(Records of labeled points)
===============

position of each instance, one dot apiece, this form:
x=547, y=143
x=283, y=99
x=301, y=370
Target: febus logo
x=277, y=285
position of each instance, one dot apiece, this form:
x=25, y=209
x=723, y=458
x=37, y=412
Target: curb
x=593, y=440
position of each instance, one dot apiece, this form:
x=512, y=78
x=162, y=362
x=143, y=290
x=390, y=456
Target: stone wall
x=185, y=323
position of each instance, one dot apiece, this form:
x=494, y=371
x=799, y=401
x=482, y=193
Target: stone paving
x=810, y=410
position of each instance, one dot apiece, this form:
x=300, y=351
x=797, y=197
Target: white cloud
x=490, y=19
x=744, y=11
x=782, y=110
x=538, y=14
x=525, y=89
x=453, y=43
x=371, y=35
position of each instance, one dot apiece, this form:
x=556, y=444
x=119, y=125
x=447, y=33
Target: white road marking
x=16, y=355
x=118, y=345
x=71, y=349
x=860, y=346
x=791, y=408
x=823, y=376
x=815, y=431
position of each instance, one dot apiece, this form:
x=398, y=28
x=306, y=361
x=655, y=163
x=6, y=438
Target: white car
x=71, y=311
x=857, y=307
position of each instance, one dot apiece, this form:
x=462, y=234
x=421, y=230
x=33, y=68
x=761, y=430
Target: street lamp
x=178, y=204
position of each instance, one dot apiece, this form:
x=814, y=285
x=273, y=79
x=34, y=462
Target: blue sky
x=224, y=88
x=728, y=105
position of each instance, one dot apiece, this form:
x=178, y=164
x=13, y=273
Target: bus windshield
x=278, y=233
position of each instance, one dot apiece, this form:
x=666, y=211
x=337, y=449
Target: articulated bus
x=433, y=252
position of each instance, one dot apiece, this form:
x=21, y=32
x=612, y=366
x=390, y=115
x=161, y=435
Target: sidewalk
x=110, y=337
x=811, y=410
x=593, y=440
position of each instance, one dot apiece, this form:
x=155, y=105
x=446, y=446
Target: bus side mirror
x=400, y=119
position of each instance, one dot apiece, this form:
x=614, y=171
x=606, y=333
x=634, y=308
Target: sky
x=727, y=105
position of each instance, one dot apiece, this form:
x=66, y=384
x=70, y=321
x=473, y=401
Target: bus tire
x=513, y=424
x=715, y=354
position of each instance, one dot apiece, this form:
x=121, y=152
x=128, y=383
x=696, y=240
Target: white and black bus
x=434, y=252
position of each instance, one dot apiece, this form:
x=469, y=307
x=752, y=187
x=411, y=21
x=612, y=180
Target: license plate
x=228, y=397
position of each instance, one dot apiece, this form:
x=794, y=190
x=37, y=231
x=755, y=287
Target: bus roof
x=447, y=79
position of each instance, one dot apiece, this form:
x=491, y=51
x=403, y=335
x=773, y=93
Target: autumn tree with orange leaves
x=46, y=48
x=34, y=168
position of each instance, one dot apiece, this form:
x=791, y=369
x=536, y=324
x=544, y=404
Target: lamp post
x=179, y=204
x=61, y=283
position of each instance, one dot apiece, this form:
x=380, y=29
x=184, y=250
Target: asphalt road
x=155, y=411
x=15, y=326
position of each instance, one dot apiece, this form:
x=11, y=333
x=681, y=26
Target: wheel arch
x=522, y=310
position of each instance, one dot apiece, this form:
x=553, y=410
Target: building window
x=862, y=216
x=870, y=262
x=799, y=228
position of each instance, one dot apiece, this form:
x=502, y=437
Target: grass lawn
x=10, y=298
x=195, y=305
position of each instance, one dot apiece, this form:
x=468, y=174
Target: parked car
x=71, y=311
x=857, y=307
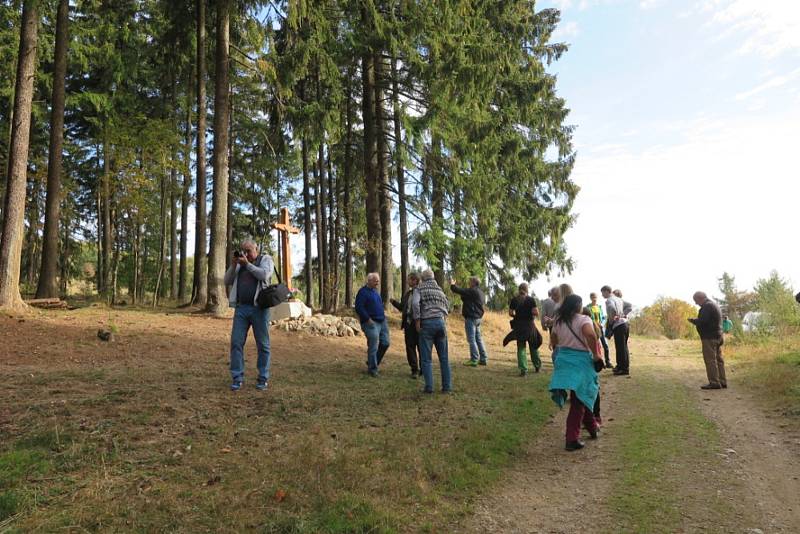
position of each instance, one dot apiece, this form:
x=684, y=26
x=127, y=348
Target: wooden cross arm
x=286, y=228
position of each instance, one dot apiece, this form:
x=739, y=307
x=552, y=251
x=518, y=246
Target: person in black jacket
x=407, y=325
x=709, y=326
x=473, y=300
x=523, y=309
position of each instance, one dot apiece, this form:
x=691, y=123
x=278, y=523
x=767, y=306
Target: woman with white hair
x=430, y=307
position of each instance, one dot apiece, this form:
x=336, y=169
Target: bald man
x=709, y=326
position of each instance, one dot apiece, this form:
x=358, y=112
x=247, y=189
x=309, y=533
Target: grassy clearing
x=665, y=443
x=770, y=365
x=149, y=444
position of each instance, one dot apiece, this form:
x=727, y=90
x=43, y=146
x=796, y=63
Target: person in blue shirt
x=369, y=308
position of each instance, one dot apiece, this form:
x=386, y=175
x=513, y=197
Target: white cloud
x=722, y=200
x=767, y=27
x=566, y=31
x=775, y=81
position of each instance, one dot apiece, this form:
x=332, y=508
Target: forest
x=142, y=139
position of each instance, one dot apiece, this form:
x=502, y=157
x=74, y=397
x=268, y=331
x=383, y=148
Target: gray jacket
x=261, y=270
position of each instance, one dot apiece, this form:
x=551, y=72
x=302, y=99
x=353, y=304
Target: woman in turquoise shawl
x=573, y=369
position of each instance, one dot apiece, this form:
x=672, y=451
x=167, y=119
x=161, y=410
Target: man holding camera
x=249, y=273
x=709, y=326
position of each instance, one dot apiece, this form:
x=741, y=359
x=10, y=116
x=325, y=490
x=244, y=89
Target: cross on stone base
x=284, y=227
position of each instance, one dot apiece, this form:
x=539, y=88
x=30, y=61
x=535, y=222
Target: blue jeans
x=376, y=334
x=434, y=332
x=474, y=339
x=245, y=316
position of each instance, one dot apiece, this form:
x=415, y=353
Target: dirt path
x=757, y=454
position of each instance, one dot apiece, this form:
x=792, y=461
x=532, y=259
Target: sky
x=687, y=118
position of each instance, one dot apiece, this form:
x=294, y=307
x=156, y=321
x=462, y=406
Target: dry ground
x=164, y=437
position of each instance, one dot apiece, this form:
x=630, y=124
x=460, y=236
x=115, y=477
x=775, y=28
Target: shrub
x=666, y=316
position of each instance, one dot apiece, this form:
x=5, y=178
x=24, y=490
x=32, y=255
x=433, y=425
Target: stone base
x=292, y=309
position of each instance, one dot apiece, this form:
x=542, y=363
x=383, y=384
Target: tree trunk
x=333, y=236
x=14, y=210
x=173, y=231
x=186, y=197
x=348, y=210
x=372, y=201
x=216, y=264
x=387, y=269
x=318, y=216
x=437, y=205
x=31, y=251
x=400, y=176
x=162, y=240
x=200, y=281
x=106, y=202
x=307, y=225
x=231, y=168
x=48, y=283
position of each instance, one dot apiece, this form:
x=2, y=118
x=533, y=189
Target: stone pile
x=320, y=325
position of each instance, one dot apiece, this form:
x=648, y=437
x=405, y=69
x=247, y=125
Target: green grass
x=347, y=452
x=771, y=365
x=666, y=431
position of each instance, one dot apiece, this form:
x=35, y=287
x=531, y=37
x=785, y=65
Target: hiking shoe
x=574, y=445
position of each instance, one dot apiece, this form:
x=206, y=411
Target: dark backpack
x=274, y=294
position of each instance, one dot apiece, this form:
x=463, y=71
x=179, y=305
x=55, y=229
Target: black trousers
x=621, y=334
x=412, y=347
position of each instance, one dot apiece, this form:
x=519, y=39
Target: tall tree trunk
x=322, y=229
x=105, y=190
x=231, y=169
x=387, y=269
x=372, y=201
x=400, y=176
x=162, y=240
x=216, y=264
x=437, y=204
x=333, y=236
x=186, y=197
x=307, y=225
x=14, y=210
x=173, y=231
x=31, y=251
x=200, y=280
x=318, y=216
x=348, y=209
x=48, y=283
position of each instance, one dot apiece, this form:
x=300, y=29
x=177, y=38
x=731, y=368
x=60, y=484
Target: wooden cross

===============

__SHORT PROBLEM__: Print out the material word for word, omitting the pictures.

__COMPLETE ANSWER__:
position of each instance, one dot apiece, this form:
x=547, y=143
x=283, y=99
x=301, y=370
Target: febus logo
x=277, y=285
position of each instance, one dot apiece, this form:
x=25, y=209
x=723, y=458
x=37, y=412
Target: curb
x=593, y=440
position of each instance, one dot apiece, this form:
x=512, y=78
x=162, y=362
x=143, y=290
x=390, y=456
Target: stone wall
x=185, y=323
position of each instance, one dot apiece, this form:
x=494, y=371
x=799, y=401
x=482, y=193
Target: stone paving
x=810, y=410
position of each instance, one dot apiece, this form:
x=300, y=351
x=797, y=197
Target: white cloud
x=490, y=19
x=744, y=11
x=782, y=110
x=538, y=14
x=525, y=89
x=453, y=43
x=371, y=35
position of each instance, one dot apiece, this form:
x=556, y=444
x=119, y=125
x=447, y=33
Target: white road marking
x=16, y=355
x=118, y=345
x=71, y=349
x=860, y=346
x=791, y=408
x=823, y=376
x=815, y=431
position of each instance, one dot apiece, this form:
x=398, y=28
x=306, y=361
x=655, y=163
x=6, y=438
Target: white car
x=71, y=311
x=857, y=307
position of each instance, one dot apiece, this form:
x=462, y=234
x=421, y=230
x=33, y=68
x=761, y=430
Target: street lamp
x=178, y=204
position of each instance, one dot apiece, this form:
x=814, y=285
x=273, y=79
x=34, y=462
Target: blue sky
x=224, y=88
x=728, y=105
position of each instance, one dot apiece, this form:
x=178, y=164
x=13, y=273
Target: bus windshield
x=278, y=233
position of each instance, one dot apiece, this form:
x=666, y=211
x=337, y=449
Target: articulated bus
x=433, y=252
position of each instance, one dot apiece, this form:
x=21, y=32
x=612, y=366
x=390, y=115
x=161, y=435
Target: sidewalk
x=110, y=337
x=811, y=410
x=593, y=440
position of each instance, one dot apiece, this form:
x=155, y=105
x=446, y=446
Target: bus side mirror
x=400, y=119
position of each instance, one dot apiece, this form:
x=614, y=171
x=606, y=333
x=634, y=308
Target: sky
x=727, y=105
position of each instance, one dot apiece, this form:
x=66, y=384
x=70, y=321
x=473, y=401
Target: bus tire
x=513, y=424
x=715, y=354
position of each instance, one dot apiece, this form:
x=121, y=152
x=128, y=383
x=696, y=240
Target: white and black bus
x=434, y=252
position of each instance, one dot apiece, this form:
x=469, y=307
x=752, y=187
x=411, y=21
x=612, y=180
Target: license plate
x=228, y=397
position of each instance, one dot apiece, this form:
x=794, y=190
x=37, y=231
x=755, y=287
Target: bus roof
x=447, y=79
position of each instance, one dot apiece, this form:
x=491, y=51
x=403, y=335
x=773, y=93
Target: autumn tree with orange leaves
x=46, y=48
x=34, y=168
position of each instance, one dot apiece, this form:
x=791, y=369
x=536, y=324
x=544, y=404
Target: lamp post
x=179, y=204
x=61, y=283
position of each instance, one dot apiece, this form:
x=380, y=29
x=184, y=250
Target: asphalt road
x=155, y=411
x=15, y=326
position of each instance, one dot apiece, this form:
x=11, y=333
x=681, y=26
Target: wheel arch
x=522, y=310
position of each instance, one dot apiece, this form:
x=553, y=410
Target: building window
x=862, y=216
x=870, y=262
x=799, y=228
position of each instance, one dot apiece, this form:
x=502, y=437
Target: grass lawn
x=10, y=298
x=195, y=305
position of each instance, one dot apiece, this form:
x=468, y=174
Target: parked car
x=71, y=311
x=857, y=307
position of each instance, one dot apiece, this form:
x=684, y=26
x=127, y=348
Target: wooden cross arm
x=286, y=228
position of each instance, one dot apiece, this form:
x=739, y=307
x=552, y=251
x=518, y=246
Target: person in black jacket
x=407, y=325
x=709, y=326
x=473, y=300
x=523, y=309
position of each instance, one dot apiece, this form:
x=691, y=123
x=278, y=523
x=767, y=306
Target: woman with white hair
x=430, y=307
position of each instance, one dot apiece, this form:
x=336, y=169
Target: bald man
x=709, y=326
position of each instance, one dot apiece, this form:
x=358, y=112
x=247, y=189
x=309, y=533
Target: grassy clearing
x=665, y=443
x=770, y=365
x=149, y=444
position of each instance, one dot apiece, this form:
x=727, y=90
x=43, y=146
x=796, y=63
Target: person in blue shirt
x=369, y=308
position of each instance, one dot apiece, this form:
x=386, y=175
x=513, y=197
Target: white cloud
x=722, y=200
x=767, y=27
x=566, y=31
x=775, y=81
position of each instance, one dot apiece, this form:
x=332, y=508
Target: forest
x=142, y=139
position of each instance, one dot apiece, this form:
x=502, y=157
x=74, y=397
x=268, y=331
x=383, y=148
Target: gray jacket
x=261, y=270
position of each instance, one dot apiece, this form:
x=551, y=72
x=302, y=99
x=353, y=304
Target: woman in turquoise shawl
x=573, y=369
position of each instance, one dot apiece, this form:
x=672, y=451
x=167, y=119
x=161, y=410
Target: man holding camera
x=249, y=273
x=709, y=326
position of each instance, one dot apiece, this form:
x=741, y=359
x=10, y=116
x=325, y=490
x=244, y=89
Target: cross on stone base
x=284, y=227
position of each instance, one dot apiece, this form:
x=539, y=88
x=30, y=61
x=535, y=222
Target: blue jeans
x=376, y=334
x=434, y=332
x=474, y=339
x=245, y=316
position of each instance, one dot apiece, this form:
x=415, y=353
Target: dirt path
x=757, y=454
position of each instance, one dot apiece, this form:
x=792, y=461
x=532, y=259
Target: sky
x=687, y=118
position of each instance, one dot apiece, this form:
x=294, y=307
x=156, y=321
x=462, y=406
Target: dry ground
x=164, y=437
position of each instance, one dot apiece, this form:
x=630, y=124
x=460, y=236
x=115, y=477
x=775, y=28
Target: shrub
x=666, y=316
position of each instance, one dot apiece, this form:
x=5, y=178
x=24, y=490
x=32, y=255
x=433, y=425
Target: stone base
x=292, y=309
position of each instance, one dot apiece, this form:
x=542, y=363
x=383, y=384
Target: tree trunk
x=333, y=236
x=14, y=210
x=173, y=231
x=186, y=197
x=348, y=210
x=372, y=201
x=216, y=264
x=387, y=269
x=318, y=216
x=437, y=205
x=31, y=251
x=400, y=176
x=162, y=240
x=200, y=281
x=106, y=202
x=307, y=225
x=231, y=168
x=48, y=283
position of each instance, one dot apiece, this form:
x=2, y=118
x=533, y=189
Target: stone pile
x=320, y=325
position of each instance, one dot apiece, this form:
x=648, y=437
x=405, y=69
x=247, y=125
Target: green grass
x=347, y=452
x=771, y=365
x=666, y=431
position of each instance, one dot apiece, this form:
x=35, y=287
x=531, y=37
x=785, y=65
Target: hiking shoe
x=574, y=445
position of each instance, one dot apiece, this form:
x=206, y=411
Target: dark backpack
x=274, y=294
position of each instance, one dot apiece, this form:
x=463, y=71
x=179, y=305
x=55, y=229
Target: black trousers
x=621, y=334
x=412, y=347
position of each instance, one dot apiece, this form:
x=519, y=39
Target: tall tree trunk
x=322, y=229
x=105, y=190
x=231, y=169
x=387, y=269
x=372, y=201
x=400, y=176
x=162, y=240
x=216, y=264
x=437, y=204
x=333, y=236
x=186, y=197
x=307, y=225
x=14, y=210
x=173, y=231
x=31, y=251
x=200, y=280
x=318, y=216
x=348, y=209
x=48, y=283
position of each instance, one dot apiece, this form:
x=300, y=29
x=177, y=38
x=731, y=368
x=60, y=484
Target: wooden cross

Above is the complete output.